- Exercise directions -
Count the lines in the data below that contain the word "windmill" and reply with only that number.

___ Supplied data ___

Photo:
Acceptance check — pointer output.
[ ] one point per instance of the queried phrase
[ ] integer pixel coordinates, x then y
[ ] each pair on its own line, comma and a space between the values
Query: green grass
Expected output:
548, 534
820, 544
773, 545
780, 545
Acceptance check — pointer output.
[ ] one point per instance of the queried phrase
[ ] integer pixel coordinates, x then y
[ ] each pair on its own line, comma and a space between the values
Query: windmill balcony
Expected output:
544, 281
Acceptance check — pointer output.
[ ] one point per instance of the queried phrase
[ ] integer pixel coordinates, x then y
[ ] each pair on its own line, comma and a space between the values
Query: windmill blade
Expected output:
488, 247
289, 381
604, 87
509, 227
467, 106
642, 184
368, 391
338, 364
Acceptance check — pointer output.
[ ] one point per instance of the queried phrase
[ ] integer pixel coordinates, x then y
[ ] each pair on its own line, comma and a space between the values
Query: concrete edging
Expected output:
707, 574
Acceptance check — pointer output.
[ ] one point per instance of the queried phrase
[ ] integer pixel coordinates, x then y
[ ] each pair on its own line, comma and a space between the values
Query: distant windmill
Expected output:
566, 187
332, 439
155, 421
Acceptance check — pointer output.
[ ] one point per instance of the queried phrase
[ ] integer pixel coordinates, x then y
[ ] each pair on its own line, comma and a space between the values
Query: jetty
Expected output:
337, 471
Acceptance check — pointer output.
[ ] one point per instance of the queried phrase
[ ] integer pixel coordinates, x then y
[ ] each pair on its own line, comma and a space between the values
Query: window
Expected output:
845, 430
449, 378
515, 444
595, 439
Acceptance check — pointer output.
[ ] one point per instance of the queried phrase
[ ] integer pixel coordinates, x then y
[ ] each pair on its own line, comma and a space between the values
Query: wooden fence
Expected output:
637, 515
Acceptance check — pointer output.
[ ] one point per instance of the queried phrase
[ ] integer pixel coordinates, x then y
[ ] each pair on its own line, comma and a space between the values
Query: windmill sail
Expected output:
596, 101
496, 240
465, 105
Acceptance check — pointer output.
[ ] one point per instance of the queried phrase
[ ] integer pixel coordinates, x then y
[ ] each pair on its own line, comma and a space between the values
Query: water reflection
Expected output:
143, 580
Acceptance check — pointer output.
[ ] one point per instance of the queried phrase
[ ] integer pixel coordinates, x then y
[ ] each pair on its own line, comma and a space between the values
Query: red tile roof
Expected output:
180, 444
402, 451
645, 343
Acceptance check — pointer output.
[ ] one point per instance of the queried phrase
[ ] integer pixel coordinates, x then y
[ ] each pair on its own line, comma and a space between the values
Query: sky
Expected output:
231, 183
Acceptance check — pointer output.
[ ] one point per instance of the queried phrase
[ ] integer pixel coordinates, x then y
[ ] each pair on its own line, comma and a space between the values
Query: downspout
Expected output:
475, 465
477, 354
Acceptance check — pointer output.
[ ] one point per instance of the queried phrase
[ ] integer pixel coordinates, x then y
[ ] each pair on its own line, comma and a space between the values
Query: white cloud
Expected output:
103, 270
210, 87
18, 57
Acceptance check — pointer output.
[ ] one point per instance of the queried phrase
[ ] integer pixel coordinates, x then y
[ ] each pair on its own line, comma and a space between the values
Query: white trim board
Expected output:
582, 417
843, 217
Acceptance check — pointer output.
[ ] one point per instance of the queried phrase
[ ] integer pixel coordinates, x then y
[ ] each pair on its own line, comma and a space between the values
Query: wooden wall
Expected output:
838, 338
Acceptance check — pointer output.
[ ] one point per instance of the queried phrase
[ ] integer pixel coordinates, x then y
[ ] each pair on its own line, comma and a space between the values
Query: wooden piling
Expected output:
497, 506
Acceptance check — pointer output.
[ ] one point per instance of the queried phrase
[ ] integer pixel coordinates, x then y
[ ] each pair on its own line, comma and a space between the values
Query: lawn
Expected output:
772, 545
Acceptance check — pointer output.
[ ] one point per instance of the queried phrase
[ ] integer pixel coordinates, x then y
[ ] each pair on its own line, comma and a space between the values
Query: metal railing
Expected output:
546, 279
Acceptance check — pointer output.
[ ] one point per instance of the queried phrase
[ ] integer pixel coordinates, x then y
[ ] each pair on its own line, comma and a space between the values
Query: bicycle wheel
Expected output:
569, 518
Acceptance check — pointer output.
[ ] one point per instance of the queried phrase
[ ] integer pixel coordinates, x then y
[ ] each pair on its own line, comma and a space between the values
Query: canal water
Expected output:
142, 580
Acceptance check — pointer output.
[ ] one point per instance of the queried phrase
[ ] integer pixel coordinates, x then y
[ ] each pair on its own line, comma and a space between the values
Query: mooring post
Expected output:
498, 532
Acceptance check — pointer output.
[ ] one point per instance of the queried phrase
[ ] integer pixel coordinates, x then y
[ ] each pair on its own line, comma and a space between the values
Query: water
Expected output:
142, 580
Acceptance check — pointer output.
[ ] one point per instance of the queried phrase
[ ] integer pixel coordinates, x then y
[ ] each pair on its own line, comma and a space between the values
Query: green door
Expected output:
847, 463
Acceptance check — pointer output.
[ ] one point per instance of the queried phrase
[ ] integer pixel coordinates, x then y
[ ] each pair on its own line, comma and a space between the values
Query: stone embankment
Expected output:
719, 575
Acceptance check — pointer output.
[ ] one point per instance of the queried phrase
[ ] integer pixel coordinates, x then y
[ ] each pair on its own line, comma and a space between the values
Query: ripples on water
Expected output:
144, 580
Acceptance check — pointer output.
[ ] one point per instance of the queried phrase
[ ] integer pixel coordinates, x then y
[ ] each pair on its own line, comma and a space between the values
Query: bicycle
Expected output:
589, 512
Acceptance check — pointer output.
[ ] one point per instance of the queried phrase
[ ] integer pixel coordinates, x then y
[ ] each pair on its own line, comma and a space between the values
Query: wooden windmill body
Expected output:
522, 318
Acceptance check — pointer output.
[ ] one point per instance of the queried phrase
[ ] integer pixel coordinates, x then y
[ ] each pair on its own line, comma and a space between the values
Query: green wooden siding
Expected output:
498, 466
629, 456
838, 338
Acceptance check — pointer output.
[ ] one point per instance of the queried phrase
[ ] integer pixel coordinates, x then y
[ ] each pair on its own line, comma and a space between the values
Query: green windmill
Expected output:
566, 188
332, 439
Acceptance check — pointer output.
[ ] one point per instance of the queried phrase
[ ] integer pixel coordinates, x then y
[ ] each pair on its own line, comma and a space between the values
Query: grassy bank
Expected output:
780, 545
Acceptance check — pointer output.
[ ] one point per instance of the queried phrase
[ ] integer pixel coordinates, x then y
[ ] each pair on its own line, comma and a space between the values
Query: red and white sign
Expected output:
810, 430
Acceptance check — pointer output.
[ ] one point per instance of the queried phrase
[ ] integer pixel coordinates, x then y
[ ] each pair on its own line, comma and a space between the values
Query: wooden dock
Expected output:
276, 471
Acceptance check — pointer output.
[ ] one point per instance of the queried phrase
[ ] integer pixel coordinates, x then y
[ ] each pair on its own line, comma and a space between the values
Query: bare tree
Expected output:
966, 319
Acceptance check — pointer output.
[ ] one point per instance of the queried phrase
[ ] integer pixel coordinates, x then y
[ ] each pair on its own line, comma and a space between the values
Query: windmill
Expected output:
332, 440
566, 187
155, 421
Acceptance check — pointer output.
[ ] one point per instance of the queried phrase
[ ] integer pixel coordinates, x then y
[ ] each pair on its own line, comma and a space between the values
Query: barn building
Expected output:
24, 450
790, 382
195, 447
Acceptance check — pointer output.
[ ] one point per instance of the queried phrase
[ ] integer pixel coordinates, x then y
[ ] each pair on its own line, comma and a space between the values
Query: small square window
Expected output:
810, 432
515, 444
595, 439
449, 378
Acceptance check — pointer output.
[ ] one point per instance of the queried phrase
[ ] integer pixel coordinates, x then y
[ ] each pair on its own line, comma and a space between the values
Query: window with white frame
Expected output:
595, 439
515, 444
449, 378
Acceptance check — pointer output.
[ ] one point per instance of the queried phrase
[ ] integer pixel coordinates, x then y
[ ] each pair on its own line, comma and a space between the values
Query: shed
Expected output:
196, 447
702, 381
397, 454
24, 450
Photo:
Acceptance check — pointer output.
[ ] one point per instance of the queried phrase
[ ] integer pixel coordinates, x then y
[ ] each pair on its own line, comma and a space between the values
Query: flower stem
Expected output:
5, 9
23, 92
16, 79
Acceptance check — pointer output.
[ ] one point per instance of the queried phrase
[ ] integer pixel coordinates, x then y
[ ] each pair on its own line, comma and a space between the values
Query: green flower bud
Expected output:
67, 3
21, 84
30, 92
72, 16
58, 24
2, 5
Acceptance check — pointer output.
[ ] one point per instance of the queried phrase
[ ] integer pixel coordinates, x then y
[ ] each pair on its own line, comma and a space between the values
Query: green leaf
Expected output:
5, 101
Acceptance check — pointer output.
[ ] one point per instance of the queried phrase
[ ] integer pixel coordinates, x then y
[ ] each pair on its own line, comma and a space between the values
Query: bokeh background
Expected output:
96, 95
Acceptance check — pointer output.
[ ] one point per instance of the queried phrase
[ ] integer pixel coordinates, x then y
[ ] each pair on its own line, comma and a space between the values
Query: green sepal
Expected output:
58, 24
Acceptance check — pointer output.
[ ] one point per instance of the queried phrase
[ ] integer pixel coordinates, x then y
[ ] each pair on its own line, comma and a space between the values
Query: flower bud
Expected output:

___

- Task result -
7